Selected text:
Tezaur stresses that the success of PISCEES is due in large part to strong collaborations between glaciologists, climate modelers, computational scientists and mathematicians.

“Glaciologists and climate scientist collaborators on PISCEES provide us with data sets to go into our model, while computational scientists come up with the right algorithms to use and implement them efficiently,” she explains.

Improving computational modeling
The PISCEES project began in 2012 because there was no robust land-ice model as a building block for earth system models that calculate sea-level rise predictions to support the DOE’s climate missions.

Sandia’s Albany/FELIX solver includes advanced capabilities and provides increased robustness, scalability and speed, Tezaur said.

“In just three years of work, we have created a next-generation land-ice model that is verified, scalable and robust and portable to new and emerging architecture machines,” Tezaur said. “These models are equipped with advanced analysis capabilities.”

Objective 1:
Report each line of the listing that holds the word "dense".
The listing below is unrelated to the PISCEES excerpt.

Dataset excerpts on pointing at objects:
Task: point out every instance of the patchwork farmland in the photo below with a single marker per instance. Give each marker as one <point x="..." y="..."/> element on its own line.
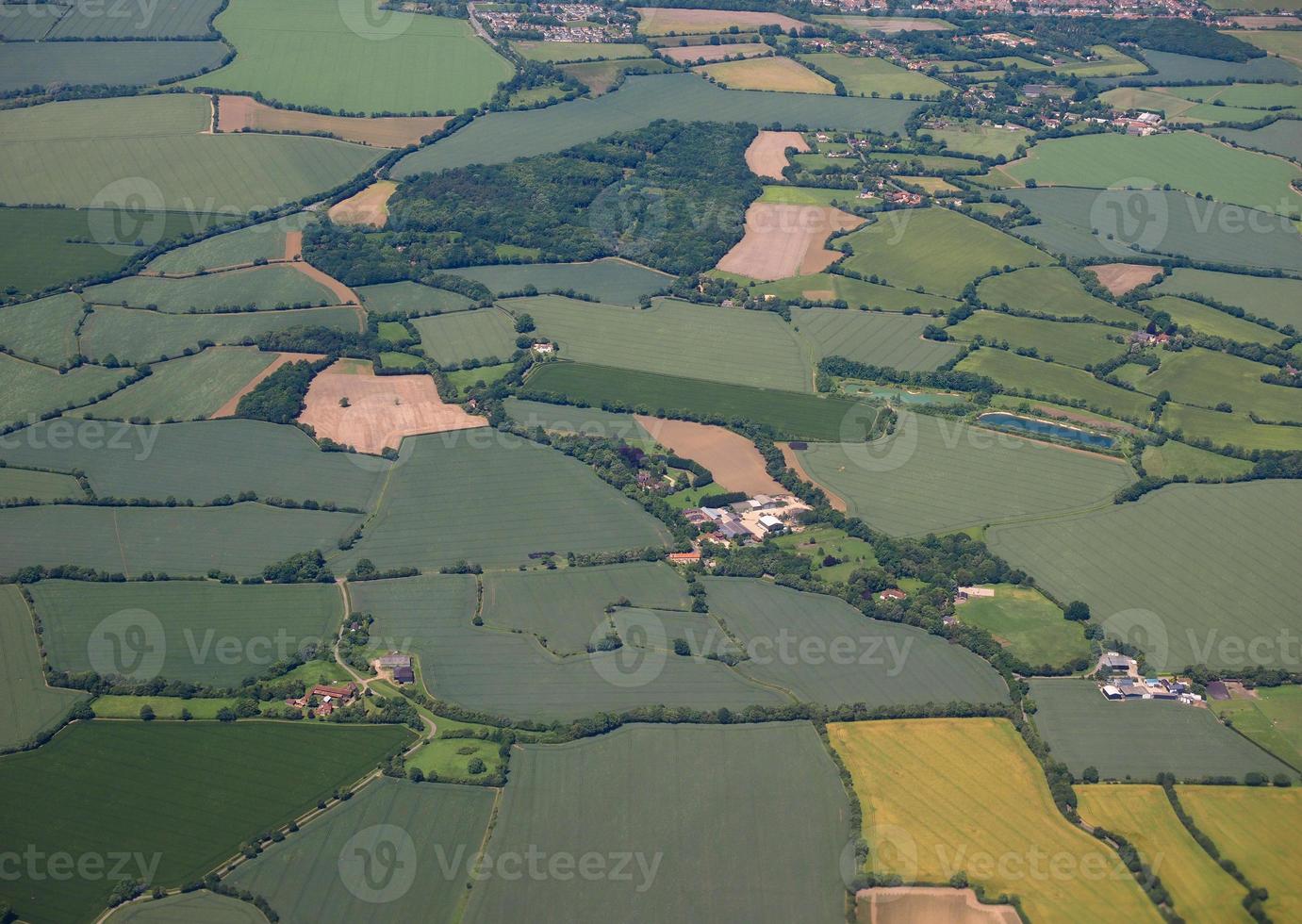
<point x="581" y="462"/>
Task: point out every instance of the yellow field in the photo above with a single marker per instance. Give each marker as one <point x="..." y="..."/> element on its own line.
<point x="768" y="73"/>
<point x="948" y="796"/>
<point x="1199" y="889"/>
<point x="1257" y="828"/>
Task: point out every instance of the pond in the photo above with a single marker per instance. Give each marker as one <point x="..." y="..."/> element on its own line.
<point x="1048" y="428"/>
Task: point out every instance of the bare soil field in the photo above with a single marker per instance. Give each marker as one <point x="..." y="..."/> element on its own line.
<point x="229" y="407"/>
<point x="1121" y="277"/>
<point x="732" y="458"/>
<point x="786" y="241"/>
<point x="243" y="112"/>
<point x="380" y="409"/>
<point x="693" y="54"/>
<point x="767" y="154"/>
<point x="369" y="207"/>
<point x="905" y="904"/>
<point x="662" y="20"/>
<point x="793" y="462"/>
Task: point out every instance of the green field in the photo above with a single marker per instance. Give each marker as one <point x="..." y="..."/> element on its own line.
<point x="263" y="288"/>
<point x="1049" y="290"/>
<point x="936" y="475"/>
<point x="140" y="336"/>
<point x="602" y="77"/>
<point x="1227" y="534"/>
<point x="1205" y="319"/>
<point x="1255" y="829"/>
<point x="168" y="708"/>
<point x="609" y="280"/>
<point x="197" y="632"/>
<point x="830" y="287"/>
<point x="1203" y="377"/>
<point x="560" y="52"/>
<point x="31" y="707"/>
<point x="872" y="338"/>
<point x="675" y="338"/>
<point x="314" y="875"/>
<point x="177" y="20"/>
<point x="984" y="140"/>
<point x="492" y="499"/>
<point x="486" y="335"/>
<point x="1070" y="344"/>
<point x="1272" y="718"/>
<point x="1144" y="815"/>
<point x="778" y="865"/>
<point x="23" y="485"/>
<point x="949" y="796"/>
<point x="354" y="60"/>
<point x="936" y="249"/>
<point x="502" y="137"/>
<point x="1229" y="430"/>
<point x="1188" y="160"/>
<point x="807" y="195"/>
<point x="790" y="414"/>
<point x="508" y="674"/>
<point x="199" y="461"/>
<point x="868" y="75"/>
<point x="222" y="785"/>
<point x="1055" y="382"/>
<point x="188" y="388"/>
<point x="239" y="539"/>
<point x="1277" y="300"/>
<point x="819" y="541"/>
<point x="103" y="62"/>
<point x="1178" y="458"/>
<point x="410" y="297"/>
<point x="1210" y="232"/>
<point x="1138" y="739"/>
<point x="176" y="167"/>
<point x="41" y="331"/>
<point x="38" y="250"/>
<point x="564" y="608"/>
<point x="34" y="390"/>
<point x="891" y="664"/>
<point x="1028" y="623"/>
<point x="195" y="907"/>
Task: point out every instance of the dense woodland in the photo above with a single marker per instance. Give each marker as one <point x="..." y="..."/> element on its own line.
<point x="670" y="195"/>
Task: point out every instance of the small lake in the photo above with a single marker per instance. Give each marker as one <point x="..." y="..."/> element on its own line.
<point x="1048" y="428"/>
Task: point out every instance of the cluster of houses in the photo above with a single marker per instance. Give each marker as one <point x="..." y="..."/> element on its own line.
<point x="577" y="23"/>
<point x="1120" y="681"/>
<point x="750" y="520"/>
<point x="328" y="698"/>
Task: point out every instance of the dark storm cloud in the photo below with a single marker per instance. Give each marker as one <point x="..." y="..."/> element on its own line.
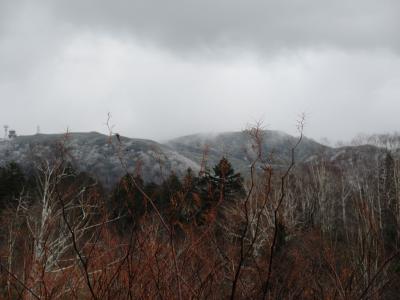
<point x="167" y="68"/>
<point x="260" y="24"/>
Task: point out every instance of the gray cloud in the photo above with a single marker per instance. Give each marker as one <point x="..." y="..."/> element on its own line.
<point x="167" y="68"/>
<point x="261" y="24"/>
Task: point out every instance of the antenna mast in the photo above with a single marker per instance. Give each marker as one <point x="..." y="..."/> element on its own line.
<point x="6" y="131"/>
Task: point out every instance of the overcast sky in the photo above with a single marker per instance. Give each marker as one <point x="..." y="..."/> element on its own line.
<point x="169" y="68"/>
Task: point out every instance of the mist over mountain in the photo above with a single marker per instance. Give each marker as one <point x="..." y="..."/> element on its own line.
<point x="107" y="158"/>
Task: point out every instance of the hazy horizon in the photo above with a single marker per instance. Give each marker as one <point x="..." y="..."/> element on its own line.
<point x="169" y="69"/>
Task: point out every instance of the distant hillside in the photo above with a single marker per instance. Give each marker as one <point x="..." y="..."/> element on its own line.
<point x="94" y="153"/>
<point x="99" y="154"/>
<point x="237" y="146"/>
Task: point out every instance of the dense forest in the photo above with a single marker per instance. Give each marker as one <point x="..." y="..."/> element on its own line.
<point x="315" y="230"/>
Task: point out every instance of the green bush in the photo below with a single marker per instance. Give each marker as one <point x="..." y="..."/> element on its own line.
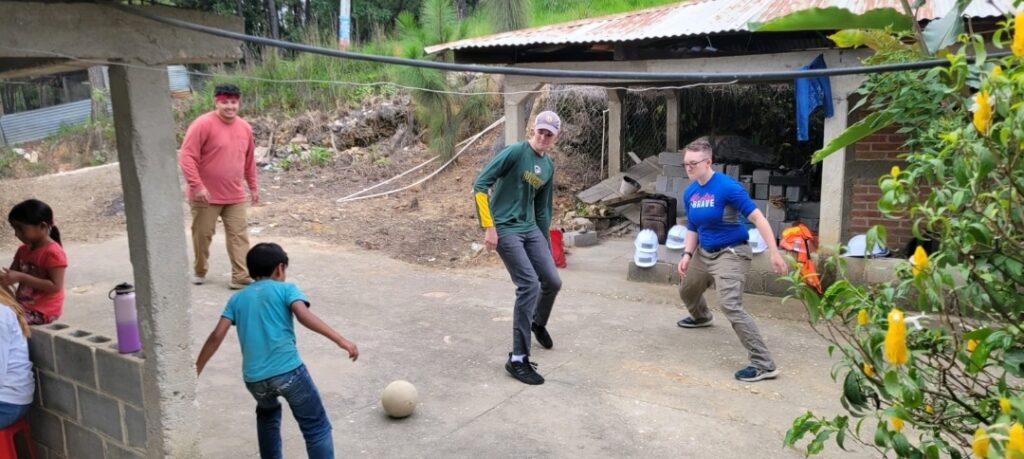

Objective 2:
According to the PISCEES excerpt, why did the project begin in 2012?

Expected answer 1:
Task: point out every instance of the dense woodland in the photo above with a single marker per instance. Give each marker as one <point x="..." y="..."/> element on its own line.
Task: point out every instance of the dense forest in the photo above with a single marker per instance. Give each marker as one <point x="..." y="..."/> element on its own line.

Expected answer 2:
There was no robust land-ice model to serve as a building block for earth system models that calculate sea-level rise predictions in support of the DOE's climate missions.